_Short problem A_:
In the policy roundup below, what kind of use is collectively owned rural construction land still restricted to?

_Passage shown_:
=-=-=

A major step forward in land reform efforts and the rural revitalisation campaign, collectively owned rural construction land was officially marketised in the Land Management Law amendment passed 26 August. The revision allows transfer of use rights via renting, swaps and mortgages, helping guarantee land supply for rural economic investment. The land remains restricted to commercial and industrial use, however, preventing it from flowing into housing.

Weaker than expected production controls in Tangshan, Hebei, along with growing inventories, contributed to an extended drop in steel prices through August. As profits kept falling, steel producers agreed to begin voluntary output cuts. Weakening demand and eased supply pressure also led to an iron ore price slump early in the month, a sharp reversal from its five-year high in July.

Efforts to improve care for the very old and young dominated social policy in August. State Council set up an inter-ministerial mechanism for aged care, aiming to address the lack of care services and improve quality of life for the elderly. Pro-natal efforts are stuttering, due in part to parental concern for childcare and education. Chen Baosheng 陈宝生 Minister of Education reported to the NPC on preschool education, noting progress but calling attention to shortages of teachers and affordable schools.


august policy movers

policy professionals in and out of the establishment

Zhang Jun 张军 | Fudan University Research Institute for Shanghai FTZ director

Zhang is a prominent expert on economic transition. Opposed to using FTZs as reform testbeds, he suggests the Shanghai FTZ should not be unique, but follow international standards like those in Singapore, Busan, and Hong Kong. The number of FTZs is no measure of economic openness, he argues; they simply concentrate intermediary, offshore and service trade around ports with limited customs supervision.

He Xuefeng 贺雪峰 | Wuhan University professor

He Xuefeng has been active in rural policy for many years, and often advises policy makers. In rural aged care, He argues that since most aged migrant workers return to rural farmlands, the state should support elderly farmers and their agricultural practice. He favours rural self-organisation and self-governance, exemplified in his proposed mutual assistance model for rural aged care.

=-=-=

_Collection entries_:
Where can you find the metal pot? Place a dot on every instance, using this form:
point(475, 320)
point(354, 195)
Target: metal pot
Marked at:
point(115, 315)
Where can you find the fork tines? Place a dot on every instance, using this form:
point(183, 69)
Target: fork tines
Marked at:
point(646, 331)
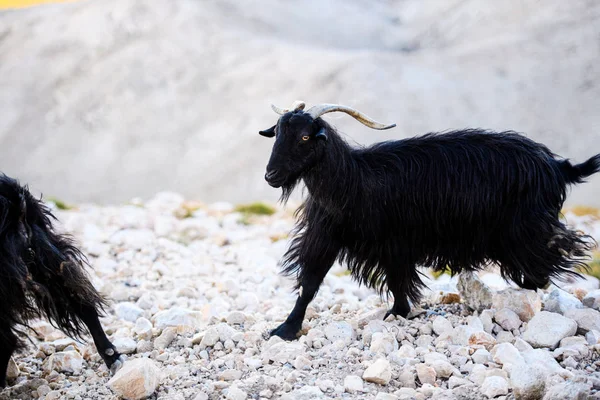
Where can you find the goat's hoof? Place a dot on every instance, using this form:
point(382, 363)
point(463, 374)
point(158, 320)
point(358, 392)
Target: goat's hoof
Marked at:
point(395, 313)
point(117, 365)
point(286, 332)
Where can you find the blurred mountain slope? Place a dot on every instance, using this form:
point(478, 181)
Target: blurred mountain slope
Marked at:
point(106, 100)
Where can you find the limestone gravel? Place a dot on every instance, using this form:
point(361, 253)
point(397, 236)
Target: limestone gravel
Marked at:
point(194, 298)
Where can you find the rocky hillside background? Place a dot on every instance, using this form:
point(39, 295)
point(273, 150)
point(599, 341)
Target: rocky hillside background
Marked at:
point(105, 100)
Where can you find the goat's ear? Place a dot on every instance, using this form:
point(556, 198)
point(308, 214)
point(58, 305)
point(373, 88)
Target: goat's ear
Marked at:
point(268, 132)
point(322, 134)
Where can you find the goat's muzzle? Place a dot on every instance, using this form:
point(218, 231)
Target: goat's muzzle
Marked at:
point(273, 179)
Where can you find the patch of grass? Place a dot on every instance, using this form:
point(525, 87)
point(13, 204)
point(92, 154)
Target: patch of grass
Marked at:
point(61, 205)
point(584, 210)
point(594, 265)
point(187, 209)
point(345, 272)
point(437, 274)
point(255, 209)
point(245, 220)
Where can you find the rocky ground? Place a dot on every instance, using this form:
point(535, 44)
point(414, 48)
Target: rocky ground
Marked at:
point(195, 290)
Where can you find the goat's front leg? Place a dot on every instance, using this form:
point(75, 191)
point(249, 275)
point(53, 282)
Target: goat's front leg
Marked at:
point(106, 349)
point(8, 344)
point(310, 278)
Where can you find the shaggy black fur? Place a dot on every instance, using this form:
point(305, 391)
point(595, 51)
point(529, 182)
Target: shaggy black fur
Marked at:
point(460, 200)
point(42, 274)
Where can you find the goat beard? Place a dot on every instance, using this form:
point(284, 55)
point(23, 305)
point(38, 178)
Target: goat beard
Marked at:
point(288, 188)
point(46, 282)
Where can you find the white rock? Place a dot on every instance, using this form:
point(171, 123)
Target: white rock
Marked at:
point(353, 384)
point(406, 351)
point(406, 393)
point(143, 328)
point(236, 317)
point(481, 356)
point(386, 396)
point(64, 361)
point(522, 345)
point(587, 319)
point(593, 337)
point(177, 317)
point(506, 354)
point(586, 282)
point(208, 339)
point(235, 393)
point(478, 374)
point(372, 315)
point(128, 311)
point(592, 300)
point(473, 291)
point(165, 338)
point(304, 393)
point(302, 362)
point(441, 326)
point(283, 352)
point(340, 331)
point(125, 345)
point(486, 319)
point(573, 346)
point(528, 382)
point(525, 303)
point(230, 375)
point(407, 379)
point(426, 374)
point(254, 363)
point(443, 368)
point(455, 382)
point(137, 379)
point(133, 238)
point(383, 342)
point(326, 385)
point(547, 329)
point(494, 386)
point(568, 391)
point(379, 372)
point(544, 361)
point(12, 371)
point(507, 319)
point(559, 301)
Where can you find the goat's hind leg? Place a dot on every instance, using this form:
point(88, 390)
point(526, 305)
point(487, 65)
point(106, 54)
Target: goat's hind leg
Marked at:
point(404, 283)
point(309, 280)
point(8, 344)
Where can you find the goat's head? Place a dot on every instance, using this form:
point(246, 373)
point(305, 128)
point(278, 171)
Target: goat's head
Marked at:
point(301, 140)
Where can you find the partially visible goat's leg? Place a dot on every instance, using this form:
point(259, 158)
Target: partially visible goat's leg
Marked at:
point(309, 280)
point(8, 345)
point(106, 349)
point(404, 283)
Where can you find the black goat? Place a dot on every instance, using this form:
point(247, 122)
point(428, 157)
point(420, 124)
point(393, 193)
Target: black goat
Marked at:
point(460, 200)
point(41, 274)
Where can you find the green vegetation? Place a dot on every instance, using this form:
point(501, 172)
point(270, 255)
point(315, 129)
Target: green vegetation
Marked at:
point(255, 209)
point(61, 205)
point(437, 274)
point(584, 210)
point(594, 265)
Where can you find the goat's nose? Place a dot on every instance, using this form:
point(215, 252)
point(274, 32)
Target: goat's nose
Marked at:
point(270, 174)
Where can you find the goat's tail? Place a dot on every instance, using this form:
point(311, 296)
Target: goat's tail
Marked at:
point(577, 173)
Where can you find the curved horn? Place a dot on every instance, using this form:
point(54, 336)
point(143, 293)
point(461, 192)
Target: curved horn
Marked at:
point(297, 105)
point(320, 109)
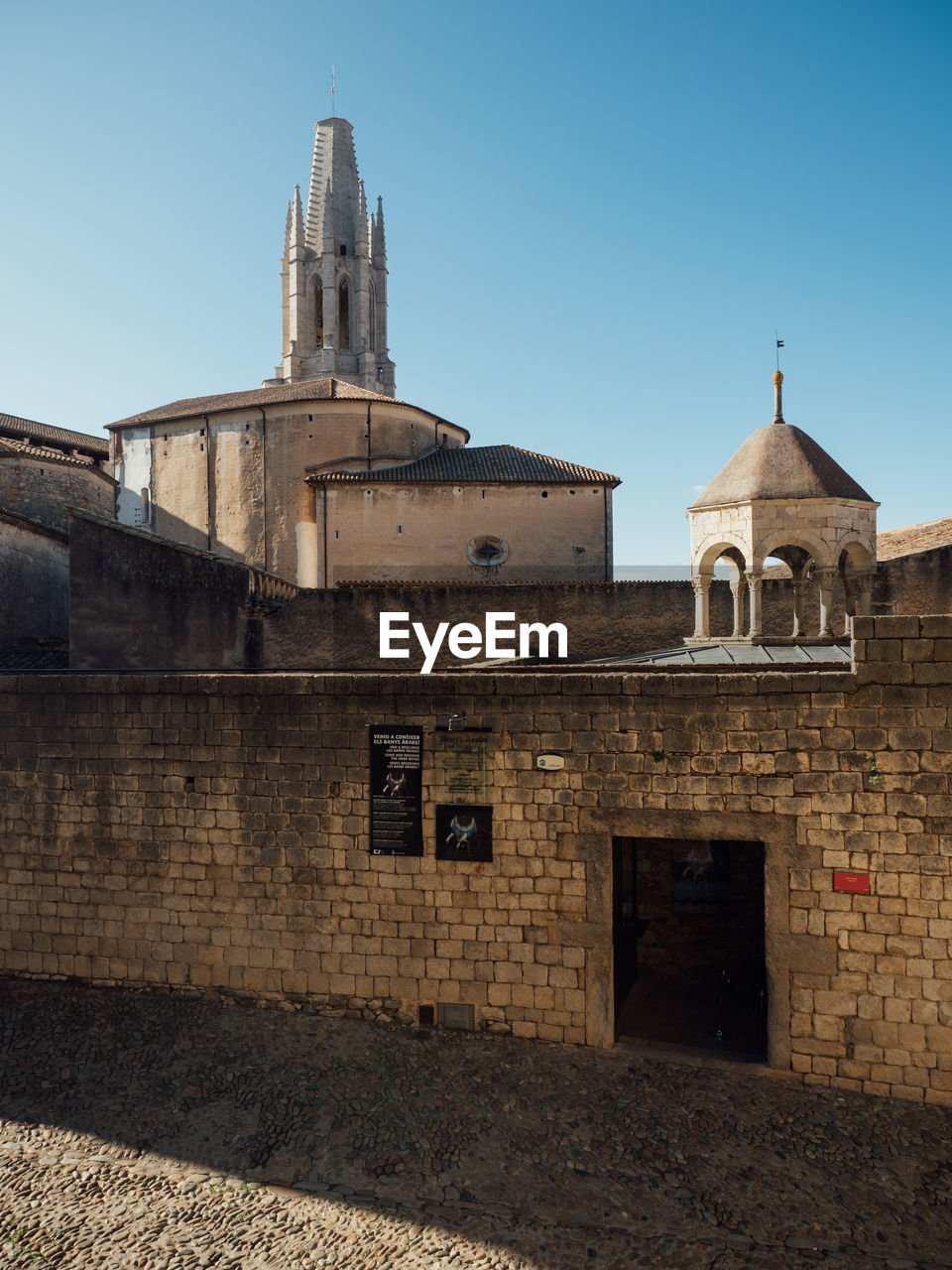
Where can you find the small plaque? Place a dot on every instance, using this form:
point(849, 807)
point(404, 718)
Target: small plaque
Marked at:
point(857, 883)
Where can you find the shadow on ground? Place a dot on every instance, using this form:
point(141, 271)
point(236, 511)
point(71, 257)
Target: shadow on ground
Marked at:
point(563, 1148)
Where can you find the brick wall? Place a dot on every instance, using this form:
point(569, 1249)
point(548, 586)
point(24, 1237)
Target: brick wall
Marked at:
point(212, 830)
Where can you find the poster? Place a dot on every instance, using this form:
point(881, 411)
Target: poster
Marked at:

=-=-=

_Short problem B_:
Please copy out the lines of the records between the line containing "Where can you find the rocky ground?" and the line containing "point(46, 282)", inclusive.

_Expected answer A_:
Commercial and industrial use.

_Expected answer B_:
Where can you find the rocky ground? Place a dot on every instance, using this form:
point(535, 44)
point(414, 48)
Target: rocky ground
Marked at:
point(195, 290)
Where can you find the goat's front leg? Place a dot on every instance, using this form:
point(75, 191)
point(249, 275)
point(53, 282)
Target: goat's front leg
Marked at:
point(106, 349)
point(8, 344)
point(310, 278)
Where can you find the shaggy black fur? Place a dot on every instance, using this form:
point(305, 391)
point(595, 51)
point(529, 182)
Target: shaggy black fur
Marked at:
point(460, 200)
point(42, 274)
Where can you find the goat beard? Place a dot on every instance, using this form:
point(284, 55)
point(23, 305)
point(38, 178)
Target: goat beard
Marked at:
point(288, 188)
point(46, 282)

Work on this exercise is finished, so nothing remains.